**CONSIGNA 1**
En el extracto sobre la pandemia en Chile, ¿qué nombre recibió la plaza vacía donde está el monumento a Baquedano?
**CONSIGNA 2**
Según el extracto sobre la pandemia en Chile, ¿qué aspectos del Presidente están sometidos al escrutinio público? Enuméralos todos.
**CONSIGNA 3**
Retoma el extracto sobre la pandemia en Chile y continúalo a partir de su última oración.

**EXTRACTO DE PÁGINA**
--------------------------------
En este último sentido, es lícito criticar a quienes se fueron de vacaciones, ya sea porque eventualmente pueden constituir un agente transmisor del virus, o bien porque hacen ostentación de una normalidad que es violenta para las otras víctimas de la pandemia, los que están sin trabajo o sin medios para sobrevivir o al menos para cumplir con sus obligaciones económicas. De hecho, en estos momentos en que gran parte de nuestros compatriotas no saben cómo harán para ganarse la vida, quienes tienen la posibilidad de seguir con su vida con relativa normalidad se deben considerar privilegiados y, al seguir con su rutina, le echan en cara a los otros ese privilegio. A su vez, es lícito criticar al Presidente, porque no solo debería haber dado el ejemplo quedándose en su auto para acatar la cuarentena, sino que también el apoyo a Carabineros en el lugar donde hay gente que ha sido golpeada, ha perdido la vista, incluso la vida, ahora que las demandas sociales están suspendidas por el virus, violenta a la gran mayoría que exige cambios. Es más, en tanto primera autoridad, sus gestos, sus acciones, sus palabras, todo su quehacer está sometido al escrutinio público, no para hacerse más o menos querido por los ciudadanos, sino por la dignidad de su investidura. Una foto en el monumento a Baquedano, rayado entero con consignas en su contra, en medio de una plaza vacía y bautizada “Plaza Dignidad”, no reivindica su figura ni restaura su autoridad. Son más bien las decisiones que adopte en beneficio de todos los chilenos las que decidirán su lugar en la historia. Finalmente, es posible darse cuenta que, en el caso de las instituciones afectadas por escándalos, no basta con proclamar la propia inocencia, sino que es necesario volver a construir la confianza aplastada bajo el peso de la corrupción y los abusos, mediante actitudes, acciones y palabras que demuestren un compromiso con los valores que animan a la institución y que sirvan de modelo a la vida de los otros. La impunidad de los depredadores sexuales o monetarios se mantenía gracias al silencio o la ignorancia de quienes no cometieron delitos, pero que, por el motivo que fuera, no quisieron o no fueron capaces de hacer nada, o no supieron cómo.
--------------------------------
**DATOS PROPORCIONADOS**
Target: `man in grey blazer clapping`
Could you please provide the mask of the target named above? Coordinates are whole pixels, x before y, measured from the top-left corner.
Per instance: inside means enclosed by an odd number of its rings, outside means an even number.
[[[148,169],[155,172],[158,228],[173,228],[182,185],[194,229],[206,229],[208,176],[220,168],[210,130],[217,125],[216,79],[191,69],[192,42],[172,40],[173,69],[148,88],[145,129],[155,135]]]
--------------------------------
**RESPUESTA ESCRITA 1**
Plaza Dignidad.

**RESPUESTA ESCRITA 2**
Sus gestos, sus acciones, sus palabras y todo su quehacer.

**RESPUESTA ESCRITA 3**
Es así que el Coronavirus, en su avance implacable y despiadado, no solo se ha convertido en un agente de enfermedad y muerte, sino también de verdad, en la medida en que muestra tal cual son, en su deficiencia y fragilidad, los fundamentos sobre los cuales reposa eso que llamamos cotidianidad y, a la vez, el estrecho vínculo que une las vidas de los unos con las de los otros.
“Las opiniones vertidas en esta columna son de exclusiva responsabilidad de quienes las emiten y no representan necesariamente el pensamiento de la Universidad Católica del Maule”.